## Records shown
## begin

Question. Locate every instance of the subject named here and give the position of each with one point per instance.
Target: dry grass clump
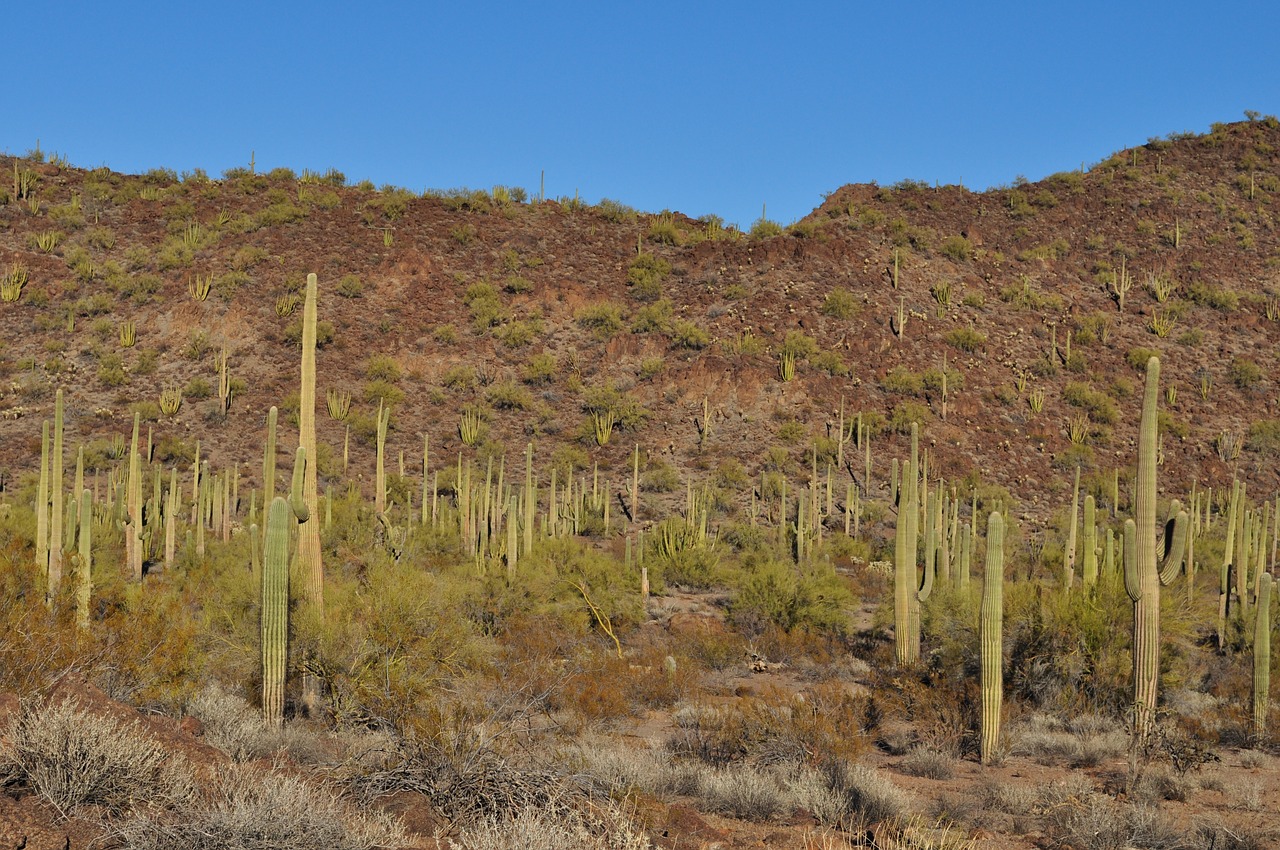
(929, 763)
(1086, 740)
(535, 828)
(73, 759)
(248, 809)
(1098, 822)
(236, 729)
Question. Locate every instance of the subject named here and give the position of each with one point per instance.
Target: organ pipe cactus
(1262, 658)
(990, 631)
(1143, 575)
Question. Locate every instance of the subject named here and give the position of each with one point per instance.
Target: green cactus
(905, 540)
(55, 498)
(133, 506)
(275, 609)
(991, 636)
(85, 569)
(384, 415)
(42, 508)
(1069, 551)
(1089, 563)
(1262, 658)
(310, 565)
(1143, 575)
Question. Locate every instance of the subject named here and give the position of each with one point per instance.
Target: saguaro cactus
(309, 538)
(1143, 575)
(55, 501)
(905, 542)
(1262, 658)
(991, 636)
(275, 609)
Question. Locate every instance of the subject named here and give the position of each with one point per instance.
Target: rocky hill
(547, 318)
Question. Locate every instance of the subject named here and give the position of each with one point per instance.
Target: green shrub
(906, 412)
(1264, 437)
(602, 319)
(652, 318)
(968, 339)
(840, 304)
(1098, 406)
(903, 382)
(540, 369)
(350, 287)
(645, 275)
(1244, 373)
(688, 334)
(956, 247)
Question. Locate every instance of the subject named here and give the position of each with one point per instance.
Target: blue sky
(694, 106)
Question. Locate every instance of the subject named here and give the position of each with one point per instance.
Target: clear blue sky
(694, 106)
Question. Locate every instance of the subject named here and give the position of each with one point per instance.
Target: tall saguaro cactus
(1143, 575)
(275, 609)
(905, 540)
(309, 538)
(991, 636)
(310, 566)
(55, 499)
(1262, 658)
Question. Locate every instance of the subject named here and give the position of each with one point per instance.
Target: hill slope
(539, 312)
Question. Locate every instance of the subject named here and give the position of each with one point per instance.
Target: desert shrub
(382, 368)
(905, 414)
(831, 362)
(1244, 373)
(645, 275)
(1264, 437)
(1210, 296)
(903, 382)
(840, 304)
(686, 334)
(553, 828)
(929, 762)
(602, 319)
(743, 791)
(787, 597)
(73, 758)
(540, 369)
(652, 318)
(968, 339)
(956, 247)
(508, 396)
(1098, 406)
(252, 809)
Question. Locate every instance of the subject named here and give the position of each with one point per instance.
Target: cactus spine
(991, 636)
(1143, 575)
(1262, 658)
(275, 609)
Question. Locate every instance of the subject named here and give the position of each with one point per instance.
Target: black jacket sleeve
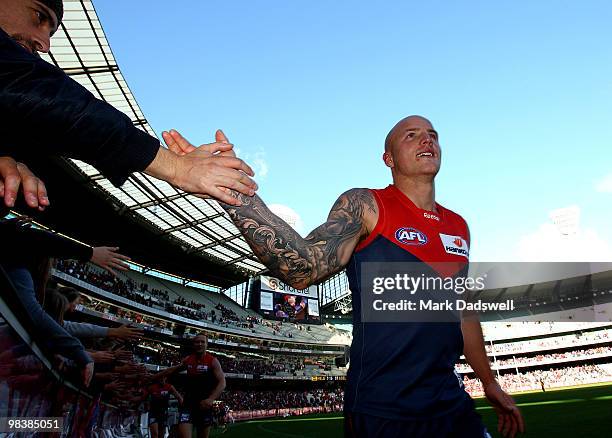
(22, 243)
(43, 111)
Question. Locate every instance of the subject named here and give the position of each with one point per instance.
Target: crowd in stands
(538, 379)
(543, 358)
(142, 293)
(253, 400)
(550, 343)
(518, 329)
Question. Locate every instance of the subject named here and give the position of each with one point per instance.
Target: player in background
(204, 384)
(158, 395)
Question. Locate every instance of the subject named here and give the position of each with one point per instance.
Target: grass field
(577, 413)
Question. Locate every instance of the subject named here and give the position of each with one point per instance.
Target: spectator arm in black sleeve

## end

## What you have to do
Every entry must be transcribed exactly. Pictures do not belong in the copy.

## Result of the task
Question. Locate every instance of the subject named here and give the position of each with one point per instance.
Target: dry grass clump
(929, 763)
(1086, 740)
(535, 828)
(73, 759)
(248, 809)
(1098, 822)
(236, 729)
Question. Locate every instance of the subject named here and give the position of each with one point per instance.
Target: organ pipe cactus
(1262, 658)
(990, 631)
(1143, 575)
Question. Locate every instance of the subject named here and give the position of each with one point per instance.
Target: green cactus
(905, 540)
(55, 498)
(133, 506)
(275, 609)
(991, 636)
(85, 569)
(384, 415)
(42, 508)
(1069, 551)
(1089, 563)
(1262, 658)
(310, 565)
(1143, 575)
Question. Locate every instance of the subject named here and give the position of each with one point per instance.
Target: saguaro cactus
(309, 538)
(1143, 575)
(55, 501)
(905, 542)
(1262, 658)
(991, 636)
(275, 609)
Question. Locate every instance of the subject named here and give the position of each with one point per instance.
Target: rocky hill
(547, 318)
Question. Locate every instance of the subject named here and give the position of each with one point per instance.
Target: green shrub
(906, 412)
(1264, 437)
(602, 319)
(652, 318)
(968, 339)
(840, 304)
(1098, 406)
(903, 382)
(540, 369)
(350, 287)
(645, 275)
(1244, 373)
(688, 334)
(956, 247)
Question. Locate every instance of the subject named here and give the position of each with one point per instance.
Target: blue sky
(694, 106)
Question. Locate every instance of the subject named here and give the position of each with one point per instance.
Target: clear blue sky
(694, 106)
Question. Locate every instance of the subject named here and give the position of each with one point per instance.
Target: tall saguaro cactus
(1143, 575)
(275, 609)
(905, 540)
(309, 538)
(991, 636)
(310, 566)
(55, 499)
(1262, 658)
Question. Locate every instance of the subject named here and give the position of each with one point per instance.
Target: hill slope
(539, 312)
Question. Locate every instance of the subject named here and give the position of each with one point per instance.
Target: desert shrub
(382, 368)
(905, 414)
(831, 362)
(1244, 373)
(645, 275)
(1264, 437)
(1210, 296)
(903, 382)
(840, 304)
(686, 334)
(553, 828)
(929, 762)
(602, 319)
(743, 791)
(787, 597)
(73, 758)
(540, 369)
(652, 318)
(968, 339)
(956, 247)
(508, 396)
(1098, 406)
(252, 809)
Question. Locate every instance of the subject named here and give the position of each with one point per instance.
Target: cactus spine
(991, 636)
(1143, 575)
(1262, 658)
(275, 609)
Question. Locate every instance of the subject named here and give the position of each with one point per instance.
Target: black jacket sleeve
(22, 243)
(43, 111)
Question. Locate every instance of the subject named here and give the position of each with one point per instance.
Target: crowd in stands
(538, 379)
(543, 358)
(142, 293)
(253, 400)
(550, 343)
(518, 329)
Question. Locate every instance of the subject named here and give the position of each with one point per instance.
Target: player in background
(204, 384)
(158, 395)
Question. Locate every instance of the subject named here and give the position of each with one point per instance.
Target: grass field
(577, 413)
Question. Locate every instance of the subject named here and give the position of each with one point per instance.
Target: spectator arm in black sleeve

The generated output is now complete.